##### DATA PROVIDED

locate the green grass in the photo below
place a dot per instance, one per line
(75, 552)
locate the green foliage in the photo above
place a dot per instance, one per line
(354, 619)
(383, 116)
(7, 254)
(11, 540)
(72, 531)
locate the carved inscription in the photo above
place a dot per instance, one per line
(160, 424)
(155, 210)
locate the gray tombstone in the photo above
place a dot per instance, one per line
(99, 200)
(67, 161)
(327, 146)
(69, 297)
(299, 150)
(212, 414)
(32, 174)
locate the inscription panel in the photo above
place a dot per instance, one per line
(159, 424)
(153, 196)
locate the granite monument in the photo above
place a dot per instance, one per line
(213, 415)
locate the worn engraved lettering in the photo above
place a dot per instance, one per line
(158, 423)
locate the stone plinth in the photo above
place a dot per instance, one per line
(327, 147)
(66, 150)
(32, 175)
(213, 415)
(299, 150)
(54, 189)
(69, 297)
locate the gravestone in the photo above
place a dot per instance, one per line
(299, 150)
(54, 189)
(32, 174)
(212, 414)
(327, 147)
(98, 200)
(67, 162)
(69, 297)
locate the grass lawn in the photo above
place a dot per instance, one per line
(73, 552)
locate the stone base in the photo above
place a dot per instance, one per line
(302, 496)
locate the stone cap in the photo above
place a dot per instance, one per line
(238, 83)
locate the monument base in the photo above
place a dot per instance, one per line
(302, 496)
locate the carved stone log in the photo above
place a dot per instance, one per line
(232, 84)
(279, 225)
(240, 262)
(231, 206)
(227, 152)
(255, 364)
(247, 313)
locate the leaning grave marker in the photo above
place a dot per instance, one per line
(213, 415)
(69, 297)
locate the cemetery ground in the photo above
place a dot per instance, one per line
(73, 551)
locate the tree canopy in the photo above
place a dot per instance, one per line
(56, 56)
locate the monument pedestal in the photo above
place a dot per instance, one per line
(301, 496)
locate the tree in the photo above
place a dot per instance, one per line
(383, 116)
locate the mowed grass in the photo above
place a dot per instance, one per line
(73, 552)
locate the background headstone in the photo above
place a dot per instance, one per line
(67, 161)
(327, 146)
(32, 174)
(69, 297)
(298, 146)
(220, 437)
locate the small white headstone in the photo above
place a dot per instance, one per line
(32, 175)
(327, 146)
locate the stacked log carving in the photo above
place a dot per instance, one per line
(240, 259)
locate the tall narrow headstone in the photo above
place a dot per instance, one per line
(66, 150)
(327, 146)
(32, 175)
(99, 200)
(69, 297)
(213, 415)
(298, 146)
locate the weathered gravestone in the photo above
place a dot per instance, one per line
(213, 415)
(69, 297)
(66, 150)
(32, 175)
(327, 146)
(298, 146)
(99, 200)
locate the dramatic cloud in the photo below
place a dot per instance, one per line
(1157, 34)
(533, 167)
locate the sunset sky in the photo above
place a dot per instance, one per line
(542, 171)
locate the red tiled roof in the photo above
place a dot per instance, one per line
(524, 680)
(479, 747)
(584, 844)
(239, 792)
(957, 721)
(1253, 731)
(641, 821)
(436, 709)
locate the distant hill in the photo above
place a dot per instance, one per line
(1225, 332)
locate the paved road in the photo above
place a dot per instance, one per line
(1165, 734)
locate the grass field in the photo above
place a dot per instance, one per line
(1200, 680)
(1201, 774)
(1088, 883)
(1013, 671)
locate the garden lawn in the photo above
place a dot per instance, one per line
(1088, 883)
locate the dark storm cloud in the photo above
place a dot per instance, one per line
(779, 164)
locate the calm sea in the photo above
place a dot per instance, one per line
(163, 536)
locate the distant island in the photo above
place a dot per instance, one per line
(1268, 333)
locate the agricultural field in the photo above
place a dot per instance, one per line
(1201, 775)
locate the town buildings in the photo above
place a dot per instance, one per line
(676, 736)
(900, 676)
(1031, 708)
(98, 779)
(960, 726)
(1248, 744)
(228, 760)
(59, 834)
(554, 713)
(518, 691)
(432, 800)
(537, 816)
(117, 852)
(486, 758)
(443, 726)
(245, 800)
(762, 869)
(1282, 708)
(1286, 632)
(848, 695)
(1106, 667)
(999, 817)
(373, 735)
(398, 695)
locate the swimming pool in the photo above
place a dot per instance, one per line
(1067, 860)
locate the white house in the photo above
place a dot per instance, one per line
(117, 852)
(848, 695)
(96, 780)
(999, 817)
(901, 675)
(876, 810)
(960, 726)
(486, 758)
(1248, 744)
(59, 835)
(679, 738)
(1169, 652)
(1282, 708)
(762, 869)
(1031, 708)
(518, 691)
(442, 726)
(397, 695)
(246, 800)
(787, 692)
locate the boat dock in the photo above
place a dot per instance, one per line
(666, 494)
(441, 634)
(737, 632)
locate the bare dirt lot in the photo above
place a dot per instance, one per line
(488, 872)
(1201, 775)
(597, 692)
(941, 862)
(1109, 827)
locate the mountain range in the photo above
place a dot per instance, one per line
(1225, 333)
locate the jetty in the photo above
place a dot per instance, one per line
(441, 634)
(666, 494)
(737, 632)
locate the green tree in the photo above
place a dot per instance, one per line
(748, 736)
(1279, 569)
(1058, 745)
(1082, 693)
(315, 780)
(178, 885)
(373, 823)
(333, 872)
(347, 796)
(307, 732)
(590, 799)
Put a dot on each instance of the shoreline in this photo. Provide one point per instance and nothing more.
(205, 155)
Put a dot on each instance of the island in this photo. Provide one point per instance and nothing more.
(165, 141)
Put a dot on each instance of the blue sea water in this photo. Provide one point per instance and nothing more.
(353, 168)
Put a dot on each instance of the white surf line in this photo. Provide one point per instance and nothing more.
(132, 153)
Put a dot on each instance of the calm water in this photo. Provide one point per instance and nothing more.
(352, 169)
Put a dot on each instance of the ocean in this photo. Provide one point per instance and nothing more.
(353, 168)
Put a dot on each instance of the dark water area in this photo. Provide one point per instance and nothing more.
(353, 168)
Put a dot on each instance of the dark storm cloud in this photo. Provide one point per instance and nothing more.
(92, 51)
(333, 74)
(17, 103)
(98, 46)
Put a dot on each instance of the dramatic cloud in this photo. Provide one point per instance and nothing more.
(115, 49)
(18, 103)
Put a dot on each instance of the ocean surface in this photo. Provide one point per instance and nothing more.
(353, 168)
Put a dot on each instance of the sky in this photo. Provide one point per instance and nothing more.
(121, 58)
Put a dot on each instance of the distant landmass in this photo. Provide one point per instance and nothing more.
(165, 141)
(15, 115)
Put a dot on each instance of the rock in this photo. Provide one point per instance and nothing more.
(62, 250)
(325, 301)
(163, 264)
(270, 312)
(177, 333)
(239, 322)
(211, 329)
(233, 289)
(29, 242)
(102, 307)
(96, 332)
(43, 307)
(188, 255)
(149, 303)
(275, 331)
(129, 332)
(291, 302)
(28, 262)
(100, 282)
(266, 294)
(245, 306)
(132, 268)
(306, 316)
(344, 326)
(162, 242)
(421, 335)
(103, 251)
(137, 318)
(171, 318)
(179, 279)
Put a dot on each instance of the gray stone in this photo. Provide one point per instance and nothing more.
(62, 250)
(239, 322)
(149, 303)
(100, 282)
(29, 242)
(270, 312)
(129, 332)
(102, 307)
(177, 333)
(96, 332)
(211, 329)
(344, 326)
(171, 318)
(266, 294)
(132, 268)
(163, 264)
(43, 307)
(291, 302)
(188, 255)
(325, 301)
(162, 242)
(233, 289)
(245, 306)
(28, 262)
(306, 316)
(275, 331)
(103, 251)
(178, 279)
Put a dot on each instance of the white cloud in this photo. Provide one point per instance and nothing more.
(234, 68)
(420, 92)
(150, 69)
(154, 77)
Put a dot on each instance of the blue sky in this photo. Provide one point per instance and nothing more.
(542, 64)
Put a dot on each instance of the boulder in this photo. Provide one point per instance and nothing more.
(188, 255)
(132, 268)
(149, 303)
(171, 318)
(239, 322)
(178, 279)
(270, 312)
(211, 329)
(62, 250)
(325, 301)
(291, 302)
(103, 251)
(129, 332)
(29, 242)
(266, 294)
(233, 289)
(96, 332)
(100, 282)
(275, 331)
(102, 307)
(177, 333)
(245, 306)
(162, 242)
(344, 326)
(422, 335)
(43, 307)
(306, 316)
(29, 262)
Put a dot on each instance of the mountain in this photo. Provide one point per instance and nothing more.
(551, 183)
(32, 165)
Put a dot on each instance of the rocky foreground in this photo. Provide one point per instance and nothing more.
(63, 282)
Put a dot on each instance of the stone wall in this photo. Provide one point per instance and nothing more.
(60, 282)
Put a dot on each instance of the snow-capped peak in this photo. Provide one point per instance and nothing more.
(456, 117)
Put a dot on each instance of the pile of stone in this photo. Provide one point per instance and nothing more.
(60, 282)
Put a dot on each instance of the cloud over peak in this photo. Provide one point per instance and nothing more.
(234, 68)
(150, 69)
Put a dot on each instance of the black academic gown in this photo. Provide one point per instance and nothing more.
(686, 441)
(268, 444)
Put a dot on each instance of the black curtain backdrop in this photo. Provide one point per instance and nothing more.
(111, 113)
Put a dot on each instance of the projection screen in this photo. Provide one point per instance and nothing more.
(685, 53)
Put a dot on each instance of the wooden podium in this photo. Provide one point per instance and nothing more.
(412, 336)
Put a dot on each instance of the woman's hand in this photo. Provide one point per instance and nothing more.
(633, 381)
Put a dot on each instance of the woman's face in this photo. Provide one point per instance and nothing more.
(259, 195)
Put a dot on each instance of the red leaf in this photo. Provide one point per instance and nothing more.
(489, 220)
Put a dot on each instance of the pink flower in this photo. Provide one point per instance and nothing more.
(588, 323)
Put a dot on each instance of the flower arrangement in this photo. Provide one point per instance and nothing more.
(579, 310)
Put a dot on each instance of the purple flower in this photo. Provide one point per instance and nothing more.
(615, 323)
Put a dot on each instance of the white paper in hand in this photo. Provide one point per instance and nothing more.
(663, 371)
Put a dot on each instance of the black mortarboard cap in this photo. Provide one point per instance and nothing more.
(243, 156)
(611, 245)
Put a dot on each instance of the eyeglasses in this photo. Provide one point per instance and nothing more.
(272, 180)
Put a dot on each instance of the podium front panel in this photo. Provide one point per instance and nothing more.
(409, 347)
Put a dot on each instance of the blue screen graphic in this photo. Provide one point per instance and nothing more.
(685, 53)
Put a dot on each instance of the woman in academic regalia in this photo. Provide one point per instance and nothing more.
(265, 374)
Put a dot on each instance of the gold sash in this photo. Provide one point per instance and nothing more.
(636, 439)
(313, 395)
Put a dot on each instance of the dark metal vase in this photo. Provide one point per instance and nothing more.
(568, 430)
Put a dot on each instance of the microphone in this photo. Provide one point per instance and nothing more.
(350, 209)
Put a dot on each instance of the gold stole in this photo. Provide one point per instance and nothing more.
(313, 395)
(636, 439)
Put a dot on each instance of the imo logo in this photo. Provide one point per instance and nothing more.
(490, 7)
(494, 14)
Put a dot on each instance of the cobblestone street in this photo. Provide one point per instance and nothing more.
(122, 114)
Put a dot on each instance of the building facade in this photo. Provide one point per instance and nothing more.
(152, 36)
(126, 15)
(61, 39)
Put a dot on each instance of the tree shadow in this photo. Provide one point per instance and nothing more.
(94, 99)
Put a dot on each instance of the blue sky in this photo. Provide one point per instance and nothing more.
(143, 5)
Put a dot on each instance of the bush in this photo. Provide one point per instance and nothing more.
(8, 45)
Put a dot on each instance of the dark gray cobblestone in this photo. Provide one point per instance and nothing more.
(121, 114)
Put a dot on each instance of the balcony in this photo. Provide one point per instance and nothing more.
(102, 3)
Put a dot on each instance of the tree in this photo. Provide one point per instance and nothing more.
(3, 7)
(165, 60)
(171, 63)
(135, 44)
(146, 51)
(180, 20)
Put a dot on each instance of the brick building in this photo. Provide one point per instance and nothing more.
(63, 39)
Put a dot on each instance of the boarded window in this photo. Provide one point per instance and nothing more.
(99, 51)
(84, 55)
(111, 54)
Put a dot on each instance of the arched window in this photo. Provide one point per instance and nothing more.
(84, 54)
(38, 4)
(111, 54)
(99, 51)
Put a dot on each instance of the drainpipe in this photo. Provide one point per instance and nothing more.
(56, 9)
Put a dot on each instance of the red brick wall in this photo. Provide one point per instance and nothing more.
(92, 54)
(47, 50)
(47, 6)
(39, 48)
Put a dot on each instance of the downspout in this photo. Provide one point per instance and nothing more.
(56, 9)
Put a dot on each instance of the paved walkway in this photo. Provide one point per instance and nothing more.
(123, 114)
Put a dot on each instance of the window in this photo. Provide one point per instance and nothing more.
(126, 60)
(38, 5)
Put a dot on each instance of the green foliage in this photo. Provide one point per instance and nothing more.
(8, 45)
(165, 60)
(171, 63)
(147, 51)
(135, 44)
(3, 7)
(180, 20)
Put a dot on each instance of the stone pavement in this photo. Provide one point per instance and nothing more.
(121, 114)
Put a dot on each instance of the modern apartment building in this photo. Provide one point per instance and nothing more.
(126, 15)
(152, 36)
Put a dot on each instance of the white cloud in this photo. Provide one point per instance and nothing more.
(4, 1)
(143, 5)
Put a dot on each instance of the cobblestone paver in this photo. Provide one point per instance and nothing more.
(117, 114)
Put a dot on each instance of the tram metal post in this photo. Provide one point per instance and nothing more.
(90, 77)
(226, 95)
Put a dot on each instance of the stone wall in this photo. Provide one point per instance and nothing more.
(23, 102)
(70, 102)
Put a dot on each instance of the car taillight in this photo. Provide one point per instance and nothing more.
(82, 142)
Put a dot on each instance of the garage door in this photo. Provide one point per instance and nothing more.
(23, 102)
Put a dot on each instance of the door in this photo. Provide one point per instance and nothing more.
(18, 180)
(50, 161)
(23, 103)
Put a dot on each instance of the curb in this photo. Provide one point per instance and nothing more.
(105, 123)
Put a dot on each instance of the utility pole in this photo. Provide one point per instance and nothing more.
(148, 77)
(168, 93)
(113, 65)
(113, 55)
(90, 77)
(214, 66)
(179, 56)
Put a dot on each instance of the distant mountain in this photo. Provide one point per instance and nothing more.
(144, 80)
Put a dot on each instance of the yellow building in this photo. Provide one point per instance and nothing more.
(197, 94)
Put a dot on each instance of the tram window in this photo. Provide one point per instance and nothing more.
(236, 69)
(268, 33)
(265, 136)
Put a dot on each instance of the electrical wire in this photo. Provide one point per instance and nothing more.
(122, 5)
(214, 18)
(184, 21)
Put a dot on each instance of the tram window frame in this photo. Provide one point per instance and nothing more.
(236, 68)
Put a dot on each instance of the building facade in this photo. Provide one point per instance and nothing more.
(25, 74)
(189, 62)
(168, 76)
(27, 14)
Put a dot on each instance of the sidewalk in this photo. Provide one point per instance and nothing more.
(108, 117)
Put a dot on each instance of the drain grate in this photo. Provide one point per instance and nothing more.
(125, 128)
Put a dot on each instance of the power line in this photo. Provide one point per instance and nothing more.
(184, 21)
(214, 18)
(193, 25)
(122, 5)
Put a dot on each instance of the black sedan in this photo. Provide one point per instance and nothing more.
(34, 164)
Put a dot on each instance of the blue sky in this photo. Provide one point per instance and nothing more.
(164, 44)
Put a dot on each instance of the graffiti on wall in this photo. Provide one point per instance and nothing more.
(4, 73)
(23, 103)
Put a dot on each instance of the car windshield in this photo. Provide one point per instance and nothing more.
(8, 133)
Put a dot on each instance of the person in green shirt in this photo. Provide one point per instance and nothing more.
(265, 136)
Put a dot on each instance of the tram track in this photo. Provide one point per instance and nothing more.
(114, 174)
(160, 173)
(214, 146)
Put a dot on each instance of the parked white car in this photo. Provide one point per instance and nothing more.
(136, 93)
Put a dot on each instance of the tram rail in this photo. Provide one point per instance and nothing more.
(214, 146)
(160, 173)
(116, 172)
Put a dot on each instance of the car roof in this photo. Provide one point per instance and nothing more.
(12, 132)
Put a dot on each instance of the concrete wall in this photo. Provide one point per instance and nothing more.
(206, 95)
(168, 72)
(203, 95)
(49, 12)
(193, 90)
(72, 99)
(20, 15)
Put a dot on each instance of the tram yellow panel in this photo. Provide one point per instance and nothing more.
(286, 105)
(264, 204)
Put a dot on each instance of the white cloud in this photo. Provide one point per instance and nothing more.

##########

• _WORK TO BE COMPLETED_
Pull out all lines in the data above that include "field".

• _ANSWER SPACE_
locate the grass field in the photo above
locate the agricultural field in the photo above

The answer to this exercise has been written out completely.